**Directions**
1: Answer each question about the passage on jet cross-section settings in one line: (a) What parameter value includes all helicities? (b) Which parameters are implemented by a variable transformation? (c) In the example, at what angle relative to the proton does the jet that disappears in the beam pipe lie?
2: In the passage on jet cross-section settings, write out again the part that opens with the words "In the case of (1+1) jet cross" and closes with "in the integration.", substituting "box" for "rectangle".
──────── Quoted passage
To include a specific helicity, the numbers $i$ indicated by $+i$
have to be added up. To include just the metric and longitudinal contribution
in the case of (2+1) jets, the corresponding parameter value would be
3 (=$1+2$). To include all helicities, the parameter value is 15 ($=1+2+4+8$).
Please note that in the case of (3+1) jets, the helicities that depend
explicitly on the orientation of the leptonic and hadronic systems
can not be selected separately. They are, however, included
in the option ``all helicities''.
In the case of (1+1) jet cross sections, there are no angular dependent
terms, since the orientation of the leptonic and hadronic systems
is specified entirely by the variable $y$.

\noindent
Some remarks concerning the cuts are in order.
The parameters \#2030--\#2037 are implemented by a variable transformation that
transforms the complicated shape given by these cuts into a rectangle. So
imposing these cuts does not lead to an inefficiency in the integration.
The parameters \#2018--\#2021 are
treated differently. The program calculates the
angles of the outgoing particles in the laboratory frame and then simply sets
the differential cross sections to zero if at least one of these cuts is
violated.

\noindent
The application of angular cuts leads
to the following problem: If an acceptance cut of, for
example, $10^\circ$ is specified for the outgoing partons, then, for example,
in the case of (1+1) jet production, only those events are counted as (1+1)
jets which have an outgoing parton with an angle of more than $10^\circ$
relative to the incoming proton. If the jet analysis is done with a cluster
algorithm, there is a second class of events that will be classified as a
(1+1) jet event. Suppose a (2+1) jet event (with all invariants of the outgoing
jets larger than the jet cut) with one of the jets in the direction of
$2^\circ$
relative to the proton, such that this jet disappears in the beam pipe.
This event in principle {\em is} a (2+1) jet event,
but the experimental cluster algorithm would classify this as a (1+1) jet event
because one of the jets is not seen. To get a ``realistic'' (1+1) jet
cross section, one therefore has to add the cross section of {\em real} (2+1)
────────────────
──────── Available data
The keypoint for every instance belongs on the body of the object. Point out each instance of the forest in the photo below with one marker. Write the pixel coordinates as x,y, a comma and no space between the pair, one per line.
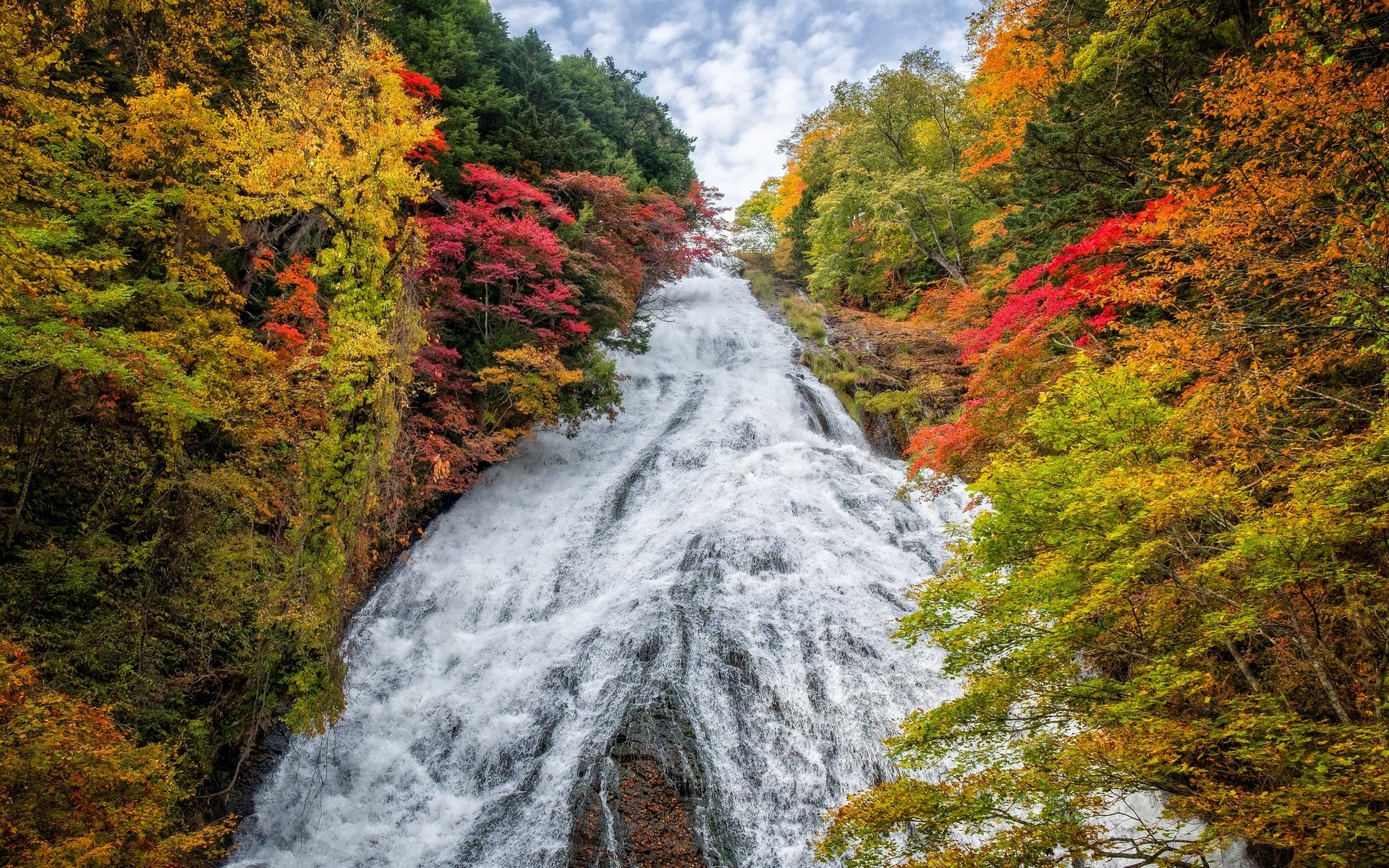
1158,237
278,279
────────────────
**Answers to the exercises**
1:
(a) 15
(b) Parameters #2030 through #2037
(c) 2 degrees

2:
In the case of (1+1) jet cross sections, there are no angular dependent
terms, since the orientation of the leptonic and hadronic systems
is specified entirely by the variable $y$.

\noindent
Some remarks concerning the cuts are in order.
The parameters \#2030--\#2037 are implemented by a variable transformation that
transforms the complicated shape given by these cuts into a box. So
imposing these cuts does not lead to an inefficiency in the integration.